● INSTRUCTION
Collect each line of the rows below that contains the word "thistle", copying the lines unchanged.

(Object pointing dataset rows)
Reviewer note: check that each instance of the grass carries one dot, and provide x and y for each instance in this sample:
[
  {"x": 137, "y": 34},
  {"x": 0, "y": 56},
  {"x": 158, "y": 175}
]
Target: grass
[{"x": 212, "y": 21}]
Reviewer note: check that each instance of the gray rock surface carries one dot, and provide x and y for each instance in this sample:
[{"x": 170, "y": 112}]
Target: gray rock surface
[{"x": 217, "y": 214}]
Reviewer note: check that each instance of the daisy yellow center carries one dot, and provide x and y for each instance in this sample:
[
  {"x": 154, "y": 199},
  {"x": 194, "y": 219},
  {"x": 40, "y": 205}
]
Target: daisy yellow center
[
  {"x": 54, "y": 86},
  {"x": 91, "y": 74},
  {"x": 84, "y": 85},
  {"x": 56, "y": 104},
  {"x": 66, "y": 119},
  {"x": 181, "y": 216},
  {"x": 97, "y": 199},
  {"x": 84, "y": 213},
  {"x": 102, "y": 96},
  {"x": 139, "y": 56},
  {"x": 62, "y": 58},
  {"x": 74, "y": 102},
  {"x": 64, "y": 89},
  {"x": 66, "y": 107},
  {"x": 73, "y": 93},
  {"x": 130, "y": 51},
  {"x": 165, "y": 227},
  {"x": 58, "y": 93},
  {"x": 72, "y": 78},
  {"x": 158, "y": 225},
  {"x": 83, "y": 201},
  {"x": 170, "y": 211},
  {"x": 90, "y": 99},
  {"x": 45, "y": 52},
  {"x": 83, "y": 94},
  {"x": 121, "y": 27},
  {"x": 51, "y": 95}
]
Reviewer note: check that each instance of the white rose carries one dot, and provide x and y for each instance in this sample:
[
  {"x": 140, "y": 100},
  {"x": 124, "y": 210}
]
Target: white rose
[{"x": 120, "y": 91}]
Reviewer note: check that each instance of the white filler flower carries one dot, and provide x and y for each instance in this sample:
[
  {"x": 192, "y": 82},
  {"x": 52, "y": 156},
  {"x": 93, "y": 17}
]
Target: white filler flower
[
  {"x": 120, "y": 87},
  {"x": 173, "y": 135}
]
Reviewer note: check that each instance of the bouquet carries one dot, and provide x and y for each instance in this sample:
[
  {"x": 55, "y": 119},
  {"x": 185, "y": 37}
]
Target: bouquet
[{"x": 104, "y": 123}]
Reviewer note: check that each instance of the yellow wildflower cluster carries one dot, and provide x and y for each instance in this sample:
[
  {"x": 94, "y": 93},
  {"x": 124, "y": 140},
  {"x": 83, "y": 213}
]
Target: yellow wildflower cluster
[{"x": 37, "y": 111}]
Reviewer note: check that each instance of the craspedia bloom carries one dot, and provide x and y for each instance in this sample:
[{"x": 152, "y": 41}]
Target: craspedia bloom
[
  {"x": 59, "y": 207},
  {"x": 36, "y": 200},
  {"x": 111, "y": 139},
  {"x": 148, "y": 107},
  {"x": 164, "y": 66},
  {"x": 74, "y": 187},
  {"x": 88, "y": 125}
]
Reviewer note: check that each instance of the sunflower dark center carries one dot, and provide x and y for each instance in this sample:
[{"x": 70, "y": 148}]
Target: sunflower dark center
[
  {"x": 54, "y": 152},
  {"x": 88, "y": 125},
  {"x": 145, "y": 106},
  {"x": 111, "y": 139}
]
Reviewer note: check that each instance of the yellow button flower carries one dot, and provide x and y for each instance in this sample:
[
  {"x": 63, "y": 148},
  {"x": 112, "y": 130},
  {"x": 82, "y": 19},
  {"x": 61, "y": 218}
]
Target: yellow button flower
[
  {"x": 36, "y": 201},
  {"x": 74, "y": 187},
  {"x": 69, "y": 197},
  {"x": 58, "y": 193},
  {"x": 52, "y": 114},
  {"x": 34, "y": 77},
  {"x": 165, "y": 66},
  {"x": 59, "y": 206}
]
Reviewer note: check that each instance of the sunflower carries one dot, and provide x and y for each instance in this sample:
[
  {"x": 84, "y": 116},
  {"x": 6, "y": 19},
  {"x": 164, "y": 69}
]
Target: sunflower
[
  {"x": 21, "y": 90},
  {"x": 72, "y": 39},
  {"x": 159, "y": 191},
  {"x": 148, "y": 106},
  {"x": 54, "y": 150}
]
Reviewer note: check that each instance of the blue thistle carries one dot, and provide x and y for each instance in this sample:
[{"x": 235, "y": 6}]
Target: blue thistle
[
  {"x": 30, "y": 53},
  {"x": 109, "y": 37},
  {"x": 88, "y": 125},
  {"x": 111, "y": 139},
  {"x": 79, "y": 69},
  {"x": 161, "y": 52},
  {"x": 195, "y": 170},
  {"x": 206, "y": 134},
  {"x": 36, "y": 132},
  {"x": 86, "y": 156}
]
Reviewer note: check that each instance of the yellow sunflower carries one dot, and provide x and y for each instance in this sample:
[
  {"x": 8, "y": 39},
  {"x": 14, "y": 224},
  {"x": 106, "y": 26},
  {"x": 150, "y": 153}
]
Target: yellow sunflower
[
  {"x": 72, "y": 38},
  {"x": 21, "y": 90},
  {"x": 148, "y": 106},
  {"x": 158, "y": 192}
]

* * *

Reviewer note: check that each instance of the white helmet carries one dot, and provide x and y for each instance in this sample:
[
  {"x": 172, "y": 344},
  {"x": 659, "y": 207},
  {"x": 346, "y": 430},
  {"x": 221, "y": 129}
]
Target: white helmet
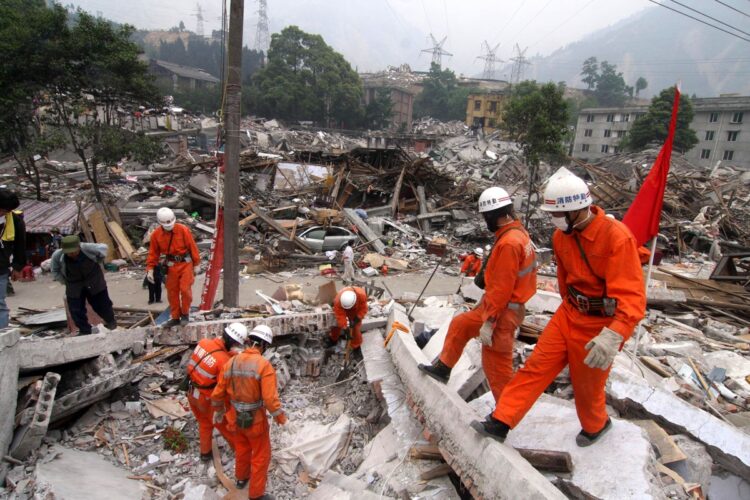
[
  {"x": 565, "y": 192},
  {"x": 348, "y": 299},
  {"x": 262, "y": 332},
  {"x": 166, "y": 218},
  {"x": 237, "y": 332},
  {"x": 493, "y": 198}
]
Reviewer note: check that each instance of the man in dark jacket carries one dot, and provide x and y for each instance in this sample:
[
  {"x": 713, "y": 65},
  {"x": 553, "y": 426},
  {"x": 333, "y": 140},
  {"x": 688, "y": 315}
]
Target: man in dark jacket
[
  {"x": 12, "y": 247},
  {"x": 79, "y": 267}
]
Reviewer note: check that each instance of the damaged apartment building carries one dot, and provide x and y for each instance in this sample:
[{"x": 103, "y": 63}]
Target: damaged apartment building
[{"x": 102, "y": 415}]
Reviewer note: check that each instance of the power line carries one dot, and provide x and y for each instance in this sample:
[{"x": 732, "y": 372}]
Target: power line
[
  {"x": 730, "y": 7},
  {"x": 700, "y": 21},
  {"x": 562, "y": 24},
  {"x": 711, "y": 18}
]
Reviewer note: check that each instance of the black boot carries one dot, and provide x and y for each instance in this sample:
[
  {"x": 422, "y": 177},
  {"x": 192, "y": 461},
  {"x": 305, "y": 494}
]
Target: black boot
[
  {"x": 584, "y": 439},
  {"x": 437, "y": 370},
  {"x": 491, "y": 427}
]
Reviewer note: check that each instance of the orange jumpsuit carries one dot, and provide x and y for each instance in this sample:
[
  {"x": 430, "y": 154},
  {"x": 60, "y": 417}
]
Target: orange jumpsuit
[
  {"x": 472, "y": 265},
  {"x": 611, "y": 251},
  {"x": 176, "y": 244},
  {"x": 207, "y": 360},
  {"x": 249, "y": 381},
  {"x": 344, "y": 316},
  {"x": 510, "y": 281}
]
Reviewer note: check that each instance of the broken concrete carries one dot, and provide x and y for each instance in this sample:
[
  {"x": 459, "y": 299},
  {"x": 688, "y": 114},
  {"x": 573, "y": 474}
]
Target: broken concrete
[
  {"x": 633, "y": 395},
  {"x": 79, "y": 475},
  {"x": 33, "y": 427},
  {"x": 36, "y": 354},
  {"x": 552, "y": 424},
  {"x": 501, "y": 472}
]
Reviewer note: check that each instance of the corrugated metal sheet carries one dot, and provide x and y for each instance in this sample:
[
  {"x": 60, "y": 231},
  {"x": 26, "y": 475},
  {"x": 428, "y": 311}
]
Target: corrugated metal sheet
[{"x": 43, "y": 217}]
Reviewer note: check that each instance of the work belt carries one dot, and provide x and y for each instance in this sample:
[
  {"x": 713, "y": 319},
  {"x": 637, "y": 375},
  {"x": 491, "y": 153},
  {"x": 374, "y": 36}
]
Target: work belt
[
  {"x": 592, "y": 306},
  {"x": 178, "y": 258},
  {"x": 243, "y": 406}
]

● FINAL ANSWER
Reviewer note: check that each instance of the blue thistle carries one dot, and provide x and y for each instance in this sample:
Target: blue thistle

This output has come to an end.